Aufgabe A: Gib diese Zeilen aus den Datensätzen unverändert wieder: von der Zeile mit „the stone column.“ bis einschließlich der Zeile mit „[1,422,1000,666]“.
··· Lesetext ···
Kategorien
Community & Politik

Die heutigen Herausforderungen als genderfluide nicht-binäre Person

Ich bin eine genderfluide nicht-binäre Person mit den Pronomen she/they. Alleine dieser Satz bereitet einigen Personen Kopfschmerzen, inklusive mir, aber aus unterschiedlichen Gründen. Googelt man genderfluid und Nicht-Binarität, so findet man allerhand unterschiedliche Interpretationen zu diesen Begriffen, wie etwa gender nonconform, gender-queer und transgender. All diese Wörter können etwas mit genderfluid und Nicht-Binarität zu tun haben, müssen es aber nicht.
··· Übungsdaten ···
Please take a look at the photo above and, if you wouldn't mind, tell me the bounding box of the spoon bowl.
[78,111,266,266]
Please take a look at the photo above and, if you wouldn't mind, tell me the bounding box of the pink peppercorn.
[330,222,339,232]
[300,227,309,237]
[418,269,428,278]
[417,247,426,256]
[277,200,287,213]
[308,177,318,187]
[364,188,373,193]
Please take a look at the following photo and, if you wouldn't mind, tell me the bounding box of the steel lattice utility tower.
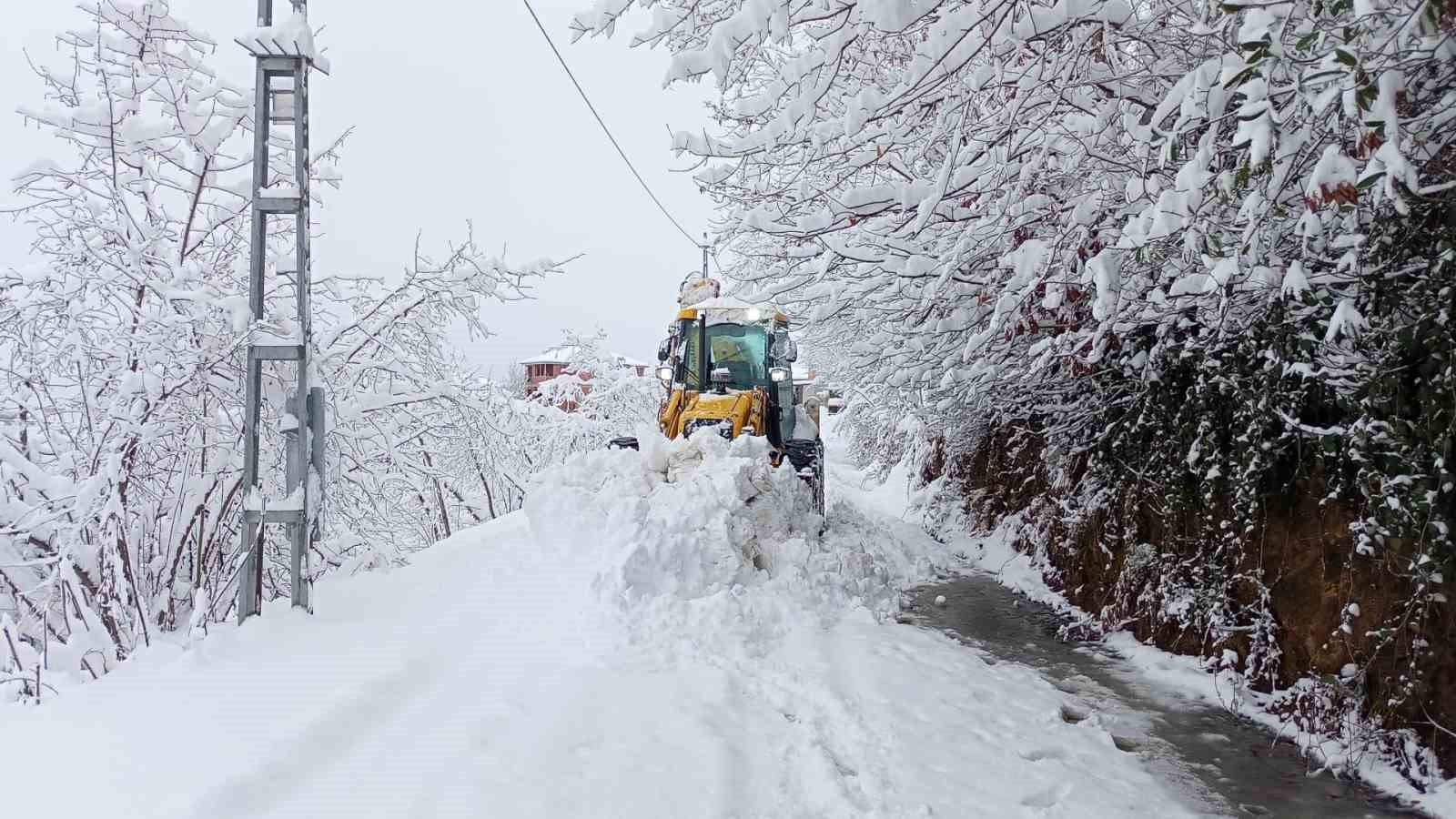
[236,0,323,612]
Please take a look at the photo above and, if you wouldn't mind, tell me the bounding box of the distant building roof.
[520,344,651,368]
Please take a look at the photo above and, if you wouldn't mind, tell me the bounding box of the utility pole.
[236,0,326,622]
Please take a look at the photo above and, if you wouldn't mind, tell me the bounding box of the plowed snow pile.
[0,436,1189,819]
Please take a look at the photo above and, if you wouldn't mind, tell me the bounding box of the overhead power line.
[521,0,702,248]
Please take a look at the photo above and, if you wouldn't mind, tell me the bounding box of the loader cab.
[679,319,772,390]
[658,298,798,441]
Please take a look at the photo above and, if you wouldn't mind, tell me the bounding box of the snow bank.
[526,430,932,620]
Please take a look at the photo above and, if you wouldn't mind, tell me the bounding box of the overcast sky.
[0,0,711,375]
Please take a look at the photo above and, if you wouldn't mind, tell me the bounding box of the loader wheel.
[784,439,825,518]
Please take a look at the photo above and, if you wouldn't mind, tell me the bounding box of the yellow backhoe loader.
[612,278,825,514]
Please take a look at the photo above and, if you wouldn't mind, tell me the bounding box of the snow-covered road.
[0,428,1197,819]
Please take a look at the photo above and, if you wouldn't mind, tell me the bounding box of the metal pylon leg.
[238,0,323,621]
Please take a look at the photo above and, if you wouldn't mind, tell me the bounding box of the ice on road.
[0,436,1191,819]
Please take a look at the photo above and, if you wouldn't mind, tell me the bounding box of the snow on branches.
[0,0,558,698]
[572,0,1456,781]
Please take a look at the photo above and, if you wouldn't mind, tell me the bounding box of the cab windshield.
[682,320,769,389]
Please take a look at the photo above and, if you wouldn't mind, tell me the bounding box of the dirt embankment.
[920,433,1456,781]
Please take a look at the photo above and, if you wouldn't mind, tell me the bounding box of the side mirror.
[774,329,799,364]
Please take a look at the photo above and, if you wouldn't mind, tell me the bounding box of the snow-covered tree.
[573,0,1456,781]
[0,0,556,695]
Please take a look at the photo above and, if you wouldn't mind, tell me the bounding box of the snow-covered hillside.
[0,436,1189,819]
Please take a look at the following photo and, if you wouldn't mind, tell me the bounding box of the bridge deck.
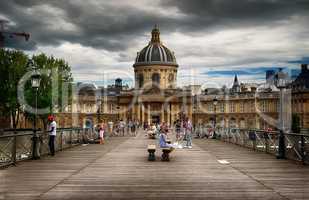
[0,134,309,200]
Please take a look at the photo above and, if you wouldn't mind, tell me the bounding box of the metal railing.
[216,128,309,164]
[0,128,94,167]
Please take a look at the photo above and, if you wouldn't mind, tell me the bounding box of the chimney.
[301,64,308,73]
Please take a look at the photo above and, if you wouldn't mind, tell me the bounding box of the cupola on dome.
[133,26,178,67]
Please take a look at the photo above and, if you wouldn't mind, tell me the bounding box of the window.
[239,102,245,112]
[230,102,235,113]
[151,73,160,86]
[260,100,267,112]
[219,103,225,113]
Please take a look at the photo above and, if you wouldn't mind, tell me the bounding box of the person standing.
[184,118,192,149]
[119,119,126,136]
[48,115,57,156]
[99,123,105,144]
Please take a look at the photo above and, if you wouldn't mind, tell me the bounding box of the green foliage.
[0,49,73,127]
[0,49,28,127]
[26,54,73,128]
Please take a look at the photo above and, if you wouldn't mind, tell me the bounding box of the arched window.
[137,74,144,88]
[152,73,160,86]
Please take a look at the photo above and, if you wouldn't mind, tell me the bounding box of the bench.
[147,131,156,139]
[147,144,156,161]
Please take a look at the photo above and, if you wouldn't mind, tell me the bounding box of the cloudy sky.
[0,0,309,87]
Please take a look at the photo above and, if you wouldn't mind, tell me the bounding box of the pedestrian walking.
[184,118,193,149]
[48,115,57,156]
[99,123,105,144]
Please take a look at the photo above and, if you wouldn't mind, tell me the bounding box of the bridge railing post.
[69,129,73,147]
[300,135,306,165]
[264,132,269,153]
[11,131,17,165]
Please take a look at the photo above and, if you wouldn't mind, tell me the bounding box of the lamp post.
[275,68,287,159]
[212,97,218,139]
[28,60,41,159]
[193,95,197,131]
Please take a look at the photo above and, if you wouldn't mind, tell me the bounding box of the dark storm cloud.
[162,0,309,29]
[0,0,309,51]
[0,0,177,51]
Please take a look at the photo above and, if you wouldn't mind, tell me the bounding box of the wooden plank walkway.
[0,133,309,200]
···
··· Übungsdaten ···
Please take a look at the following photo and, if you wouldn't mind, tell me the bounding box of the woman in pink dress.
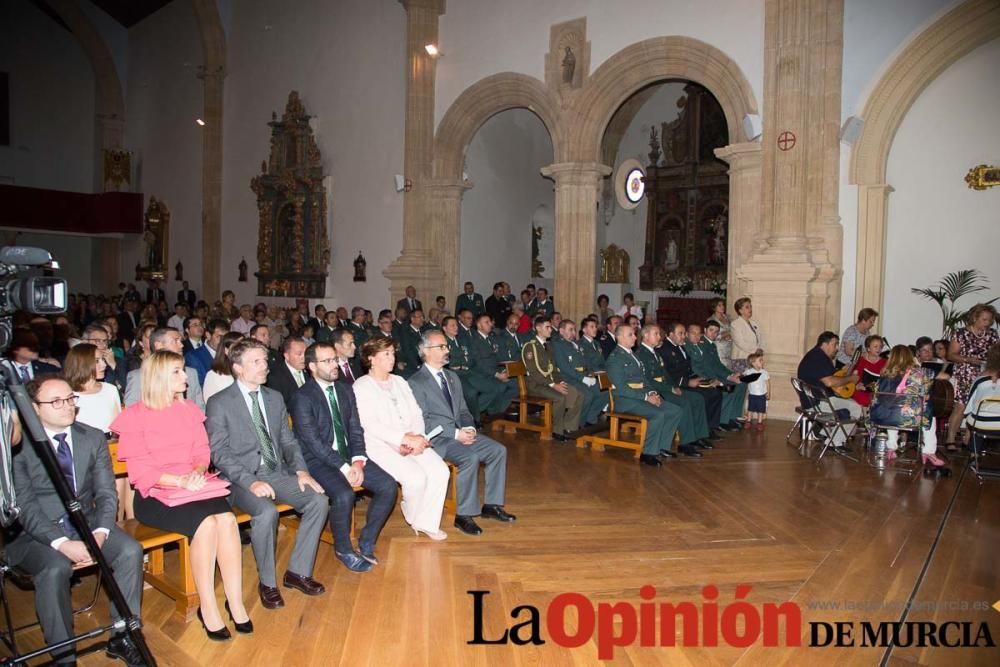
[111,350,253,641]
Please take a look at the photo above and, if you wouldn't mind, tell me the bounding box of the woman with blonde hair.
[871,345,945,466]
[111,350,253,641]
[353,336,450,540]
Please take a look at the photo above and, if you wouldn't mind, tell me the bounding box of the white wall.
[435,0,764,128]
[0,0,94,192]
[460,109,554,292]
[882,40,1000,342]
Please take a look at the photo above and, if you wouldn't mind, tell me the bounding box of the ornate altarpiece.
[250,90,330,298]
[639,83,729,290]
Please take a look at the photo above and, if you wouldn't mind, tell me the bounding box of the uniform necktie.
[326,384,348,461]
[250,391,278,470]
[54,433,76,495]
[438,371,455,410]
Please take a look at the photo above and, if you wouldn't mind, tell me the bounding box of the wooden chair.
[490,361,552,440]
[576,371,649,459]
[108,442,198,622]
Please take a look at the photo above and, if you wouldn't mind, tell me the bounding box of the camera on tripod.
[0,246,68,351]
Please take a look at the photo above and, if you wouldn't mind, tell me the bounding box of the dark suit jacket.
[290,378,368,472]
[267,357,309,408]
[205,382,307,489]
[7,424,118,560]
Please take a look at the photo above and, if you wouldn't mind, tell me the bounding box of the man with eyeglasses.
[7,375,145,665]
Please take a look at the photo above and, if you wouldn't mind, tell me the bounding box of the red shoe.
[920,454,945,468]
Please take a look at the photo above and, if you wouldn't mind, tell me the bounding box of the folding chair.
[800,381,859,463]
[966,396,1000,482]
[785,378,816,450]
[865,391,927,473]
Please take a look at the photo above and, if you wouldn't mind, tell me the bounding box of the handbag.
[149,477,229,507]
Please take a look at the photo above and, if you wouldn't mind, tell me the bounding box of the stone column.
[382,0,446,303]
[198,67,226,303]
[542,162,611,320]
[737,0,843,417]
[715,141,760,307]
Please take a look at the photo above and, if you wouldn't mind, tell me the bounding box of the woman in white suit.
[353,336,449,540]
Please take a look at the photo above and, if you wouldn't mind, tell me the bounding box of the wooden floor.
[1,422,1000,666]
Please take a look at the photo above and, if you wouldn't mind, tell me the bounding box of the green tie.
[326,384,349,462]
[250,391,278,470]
···
··· Übungsdaten ···
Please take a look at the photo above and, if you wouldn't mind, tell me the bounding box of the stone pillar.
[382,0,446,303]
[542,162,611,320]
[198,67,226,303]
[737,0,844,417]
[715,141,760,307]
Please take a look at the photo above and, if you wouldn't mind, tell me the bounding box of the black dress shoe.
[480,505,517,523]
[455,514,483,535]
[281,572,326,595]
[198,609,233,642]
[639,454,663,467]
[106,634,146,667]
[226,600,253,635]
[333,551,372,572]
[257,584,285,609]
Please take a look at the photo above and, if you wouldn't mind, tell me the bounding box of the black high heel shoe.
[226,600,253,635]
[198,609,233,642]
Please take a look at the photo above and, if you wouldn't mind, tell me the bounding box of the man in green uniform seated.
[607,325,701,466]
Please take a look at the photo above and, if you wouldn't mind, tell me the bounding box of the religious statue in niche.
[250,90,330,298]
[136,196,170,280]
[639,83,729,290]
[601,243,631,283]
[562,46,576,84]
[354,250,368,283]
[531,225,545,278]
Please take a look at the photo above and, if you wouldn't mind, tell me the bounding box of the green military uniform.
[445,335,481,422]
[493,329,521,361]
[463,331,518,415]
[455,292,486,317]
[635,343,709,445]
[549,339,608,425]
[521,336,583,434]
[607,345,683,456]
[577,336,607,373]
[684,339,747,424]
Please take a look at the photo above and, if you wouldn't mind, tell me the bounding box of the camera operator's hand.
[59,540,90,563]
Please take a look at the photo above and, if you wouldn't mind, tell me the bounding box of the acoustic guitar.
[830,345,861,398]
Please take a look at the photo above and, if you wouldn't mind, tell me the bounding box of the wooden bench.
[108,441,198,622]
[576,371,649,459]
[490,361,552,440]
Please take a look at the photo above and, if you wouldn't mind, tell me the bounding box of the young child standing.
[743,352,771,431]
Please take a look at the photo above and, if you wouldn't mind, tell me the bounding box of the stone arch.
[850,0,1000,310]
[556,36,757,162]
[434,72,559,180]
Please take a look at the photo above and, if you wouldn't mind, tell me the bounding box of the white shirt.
···
Aufgabe B: Gib aus dem Text über Nicht-Binarität die Stelle von „Die heutigen Herausforderungen“ bis einschließlich „es aber nicht.“ wortgetreu zurück.

Lösung A:
Please take a look at the photo above and, if you wouldn't mind, tell me the bounding box of the stone column.
[382,0,446,303]
[198,67,226,303]
[542,162,611,320]
[737,0,843,417]
[715,141,760,307]
Please take a look at the photo above and, if you wouldn't mind, tell me the bounding box of the woman in white suit.
[353,336,449,540]
Please take a look at the photo above and, if you wouldn't mind, tell me the bounding box of the wooden floor.
[1,422,1000,666]

Lösung B:
Die heutigen Herausforderungen als genderfluide nicht-binäre Person

Ich bin eine genderfluide nicht-binäre Person mit den Pronomen she/they. Alleine dieser Satz bereitet einigen Personen Kopfschmerzen, inklusive mir, aber aus unterschiedlichen Gründen. Googelt man genderfluid und Nicht-Binarität, so findet man allerhand unterschiedliche Interpretationen zu diesen Begriffen, wie etwa gender nonconform, gender-queer und transgender. All diese Wörter können etwas mit genderfluid und Nicht-Binarität zu tun haben, müssen es aber nicht.